* _Data to process_
________________________________________

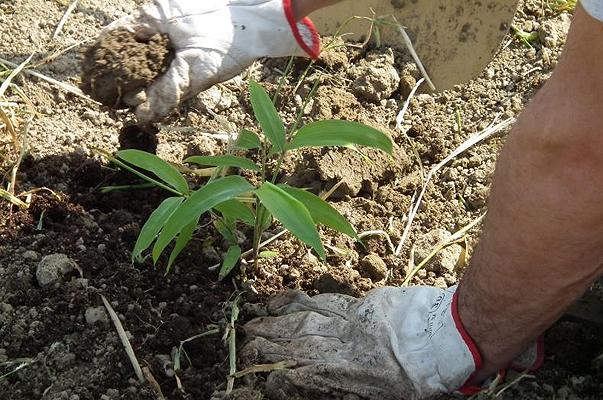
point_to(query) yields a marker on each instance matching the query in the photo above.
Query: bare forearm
(542, 244)
(302, 8)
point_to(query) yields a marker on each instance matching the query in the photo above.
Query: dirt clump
(121, 64)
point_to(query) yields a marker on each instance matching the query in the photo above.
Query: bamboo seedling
(227, 197)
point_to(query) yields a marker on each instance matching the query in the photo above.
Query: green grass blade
(292, 214)
(151, 228)
(340, 133)
(266, 115)
(224, 161)
(233, 254)
(236, 210)
(183, 238)
(200, 201)
(248, 140)
(321, 211)
(150, 162)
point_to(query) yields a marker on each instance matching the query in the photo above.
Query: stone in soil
(53, 267)
(372, 266)
(120, 65)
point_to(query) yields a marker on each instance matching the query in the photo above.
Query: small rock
(5, 308)
(376, 77)
(445, 260)
(327, 283)
(30, 255)
(373, 267)
(53, 267)
(408, 79)
(552, 33)
(217, 100)
(90, 115)
(96, 314)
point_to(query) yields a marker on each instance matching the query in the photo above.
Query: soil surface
(122, 64)
(73, 244)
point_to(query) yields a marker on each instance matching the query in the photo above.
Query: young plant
(233, 199)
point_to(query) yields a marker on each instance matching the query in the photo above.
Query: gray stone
(30, 255)
(53, 267)
(377, 78)
(96, 314)
(373, 267)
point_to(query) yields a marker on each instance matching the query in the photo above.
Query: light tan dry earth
(375, 195)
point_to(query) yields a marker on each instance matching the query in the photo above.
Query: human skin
(541, 246)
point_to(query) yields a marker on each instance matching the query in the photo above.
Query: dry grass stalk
(415, 57)
(63, 19)
(124, 340)
(486, 133)
(456, 237)
(62, 85)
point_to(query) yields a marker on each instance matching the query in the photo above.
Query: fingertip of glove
(304, 31)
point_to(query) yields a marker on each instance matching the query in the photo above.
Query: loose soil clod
(122, 63)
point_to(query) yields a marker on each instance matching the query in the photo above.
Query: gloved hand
(396, 343)
(215, 40)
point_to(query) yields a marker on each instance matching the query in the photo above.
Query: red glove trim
(477, 357)
(313, 50)
(539, 357)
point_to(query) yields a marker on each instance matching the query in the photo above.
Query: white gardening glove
(213, 41)
(396, 343)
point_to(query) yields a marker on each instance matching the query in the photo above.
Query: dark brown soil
(71, 358)
(98, 231)
(122, 63)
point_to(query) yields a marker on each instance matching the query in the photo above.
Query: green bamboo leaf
(248, 140)
(200, 201)
(292, 213)
(233, 254)
(225, 230)
(266, 219)
(151, 228)
(340, 133)
(236, 210)
(266, 115)
(321, 211)
(150, 162)
(183, 238)
(224, 161)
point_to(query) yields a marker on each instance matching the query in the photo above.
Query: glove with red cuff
(213, 41)
(395, 343)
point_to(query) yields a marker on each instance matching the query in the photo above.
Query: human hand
(214, 40)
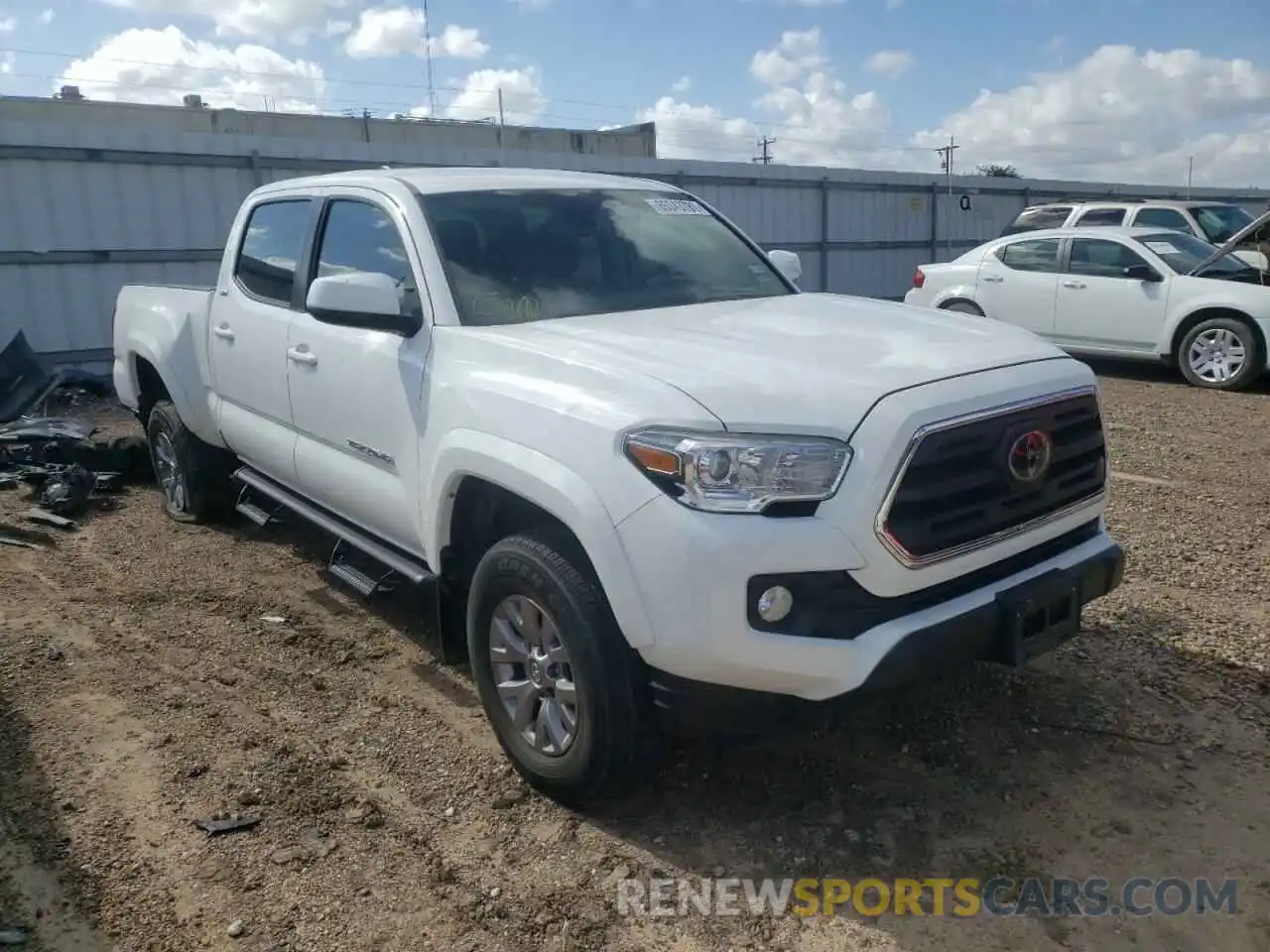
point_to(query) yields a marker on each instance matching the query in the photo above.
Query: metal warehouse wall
(89, 207)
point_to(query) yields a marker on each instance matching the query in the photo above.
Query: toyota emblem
(1030, 456)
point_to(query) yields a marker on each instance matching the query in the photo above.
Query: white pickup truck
(634, 460)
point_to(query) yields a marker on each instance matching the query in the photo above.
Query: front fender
(194, 412)
(957, 293)
(552, 486)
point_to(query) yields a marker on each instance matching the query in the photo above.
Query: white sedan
(1139, 294)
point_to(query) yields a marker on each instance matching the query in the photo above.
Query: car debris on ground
(56, 451)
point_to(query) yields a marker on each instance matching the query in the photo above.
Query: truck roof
(468, 179)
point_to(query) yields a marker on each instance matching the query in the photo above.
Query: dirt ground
(153, 673)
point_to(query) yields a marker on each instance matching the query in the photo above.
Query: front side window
(1220, 222)
(266, 267)
(539, 254)
(362, 238)
(1109, 217)
(1033, 255)
(1185, 253)
(1096, 258)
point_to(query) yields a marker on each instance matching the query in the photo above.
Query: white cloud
(163, 64)
(889, 62)
(476, 96)
(399, 31)
(293, 19)
(813, 116)
(1124, 114)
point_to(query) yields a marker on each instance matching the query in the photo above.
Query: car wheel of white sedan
(1220, 353)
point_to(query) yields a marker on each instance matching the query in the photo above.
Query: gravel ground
(143, 684)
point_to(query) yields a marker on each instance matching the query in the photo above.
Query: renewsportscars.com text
(938, 896)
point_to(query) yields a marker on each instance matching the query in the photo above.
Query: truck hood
(812, 363)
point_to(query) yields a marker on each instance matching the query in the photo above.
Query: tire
(1219, 335)
(611, 747)
(197, 486)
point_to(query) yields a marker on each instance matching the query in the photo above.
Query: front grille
(956, 488)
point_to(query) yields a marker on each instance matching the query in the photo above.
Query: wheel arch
(1206, 313)
(488, 488)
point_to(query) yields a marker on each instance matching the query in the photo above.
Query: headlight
(724, 472)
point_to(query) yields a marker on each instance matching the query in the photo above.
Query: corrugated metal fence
(85, 209)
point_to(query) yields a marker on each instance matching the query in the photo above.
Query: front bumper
(695, 593)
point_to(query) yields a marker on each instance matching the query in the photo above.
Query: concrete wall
(89, 206)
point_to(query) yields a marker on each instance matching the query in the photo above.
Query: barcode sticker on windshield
(676, 206)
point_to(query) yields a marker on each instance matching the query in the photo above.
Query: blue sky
(691, 64)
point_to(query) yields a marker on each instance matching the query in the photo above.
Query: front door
(1100, 308)
(357, 394)
(1017, 284)
(250, 318)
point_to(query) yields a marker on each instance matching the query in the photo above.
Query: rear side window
(1109, 217)
(1035, 255)
(1051, 216)
(1162, 218)
(266, 267)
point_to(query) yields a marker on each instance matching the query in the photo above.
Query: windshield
(1184, 253)
(1220, 222)
(539, 254)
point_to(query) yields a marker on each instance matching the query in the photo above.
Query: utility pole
(427, 53)
(766, 157)
(947, 164)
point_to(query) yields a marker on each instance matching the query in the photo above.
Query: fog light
(775, 603)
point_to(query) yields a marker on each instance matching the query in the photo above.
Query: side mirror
(358, 299)
(1142, 272)
(788, 263)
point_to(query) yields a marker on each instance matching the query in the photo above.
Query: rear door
(357, 394)
(1017, 284)
(250, 318)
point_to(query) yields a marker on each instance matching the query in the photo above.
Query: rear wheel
(191, 475)
(1220, 353)
(964, 307)
(559, 683)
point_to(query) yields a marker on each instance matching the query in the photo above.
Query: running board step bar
(397, 563)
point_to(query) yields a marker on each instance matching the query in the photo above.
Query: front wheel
(1220, 353)
(194, 483)
(559, 683)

________________________________________

* _What needs to be done_
Report each line above that contains the string "grass", copying every such line in full.

* _Expected answer_
Query: green grass blade
Query: dry grass stalk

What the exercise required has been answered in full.